* [Extracted text]:
----------
November 4, 2009 / 7:10 AM / 10 years ago

Philips betting on remote healthcare for future

AMSTERDAM (Reuters) - Dutch Philips Electronics is betting it can help doctors monitor patients remotely to keep an aging population healthier and battle rising medical costs.

A man wearing face mask takes a photo using a mobile phone in centre of Lviv, November 1, 2009. REUTERS/Vasily Fedosenko

The hospital equipment maker and the Netherlands’ largest health insurer, Achmea, said on Wednesday they would work together and invest several millions in the next five years in home monitoring healthcare in the Dutch market.

Home monitoring is at the heart of Philips’s home healthcare unit, which reported more than 1 billion euros of revenue in 2008 and is expected to grow at double digit percentage rates in the coming years.

The unit provides services and products that help doctors monitor patients’ health remotely but also offers products for people who suffer from respiratory diseases for use at home.

“It is all about expanding care beyond its current boundaries, like the hospital,” Walter van Kuijen, general manager at Philips’ home monitoring healthcare, told Reuters.

Philips estimates the global home healthcare market at about 100 billion euros, of which the company targets about 5 billion euros.

The company considers the deal with Achmea, which has about a 30 percent share of the Dutch health insurance market, as a pilot project that eventually could be rolled out in Europe, saving hospitals millions of euros.

EuroStat figures show that the population of people over 65 will increase within the 27 countries of the European Union to 50 percent by 2050.

“This will be accompanied by a rise in the amount of diseases and they will become chronic and need continuous treatment and monitoring,” Van Kuijen said.

He added that at the same time with the aging of population fewer doctors and nurse will be available in the hospitals. “This is why the system will have to change.”

Philips started monitoring services for heart failure patients 11 years ago in the United States. It found out that about a third of patients suffering from heart failure were released from hospitals, only to return within one to two months.
----------
* [Required work]:
Reproduce the article about Philips and remote healthcare in full, word for word.

* [Records from a collection]:
----------
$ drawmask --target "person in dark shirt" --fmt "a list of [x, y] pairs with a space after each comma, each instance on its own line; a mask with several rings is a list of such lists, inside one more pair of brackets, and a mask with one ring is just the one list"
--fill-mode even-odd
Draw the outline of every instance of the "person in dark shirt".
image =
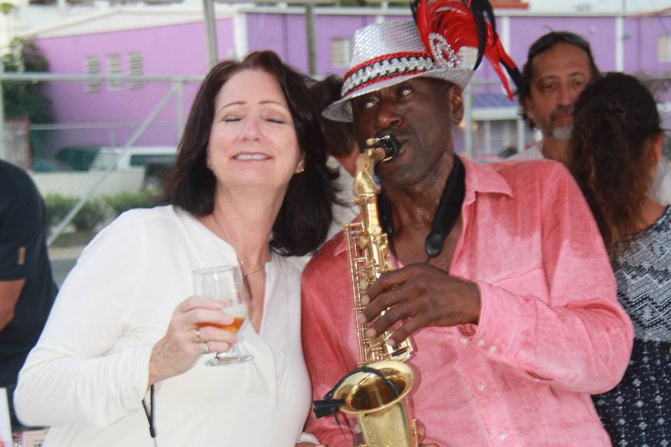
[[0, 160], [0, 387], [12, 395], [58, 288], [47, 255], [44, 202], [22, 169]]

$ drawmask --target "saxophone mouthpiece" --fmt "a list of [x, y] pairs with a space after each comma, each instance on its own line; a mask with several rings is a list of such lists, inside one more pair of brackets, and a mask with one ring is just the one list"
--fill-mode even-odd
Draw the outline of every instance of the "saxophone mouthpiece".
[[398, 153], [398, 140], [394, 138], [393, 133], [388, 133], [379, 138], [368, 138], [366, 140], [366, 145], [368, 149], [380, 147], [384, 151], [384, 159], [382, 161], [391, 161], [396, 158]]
----------
* [Solution to this exercise]:
November 4, 2009 / 7:10 AM / 10 years ago

Philips betting on remote healthcare for future

AMSTERDAM (Reuters) - Dutch Philips Electronics is betting it can help doctors monitor patients remotely to keep an aging population healthier and battle rising medical costs.

A man wearing face mask takes a photo using a mobile phone in centre of Lviv, November 1, 2009. REUTERS/Vasily Fedosenko

The hospital equipment maker and the Netherlands’ largest health insurer, Achmea, said on Wednesday they would work together and invest several millions in the next five years in home monitoring healthcare in the Dutch market.

Home monitoring is at the heart of Philips’s home healthcare unit, which reported more than 1 billion euros of revenue in 2008 and is expected to grow at double digit percentage rates in the coming years.

The unit provides services and products that help doctors monitor patients’ health remotely but also offers products for people who suffer from respiratory diseases for use at home.

“It is all about expanding care beyond its current boundaries, like the hospital,” Walter van Kuijen, general manager at Philips’ home monitoring healthcare, told Reuters.

Philips estimates the global home healthcare market at about 100 billion euros, of which the company targets about 5 billion euros.

The company considers the deal with Achmea, which has about a 30 percent share of the Dutch health insurance market, as a pilot project that eventually could be rolled out in Europe, saving hospitals millions of euros.

EuroStat figures show that the population of people over 65 will increase within the 27 countries of the European Union to 50 percent by 2050.

“This will be accompanied by a rise in the amount of diseases and they will become chronic and need continuous treatment and monitoring,” Van Kuijen said.

He added that at the same time with the aging of population fewer doctors and nurse will be available in the hospitals. “This is why the system will have to change.”

Philips started monitoring services for heart failure patients 11 years ago in the United States. It found out that about a third of patients suffering from heart failure were released from hospitals, only to return within one to two months.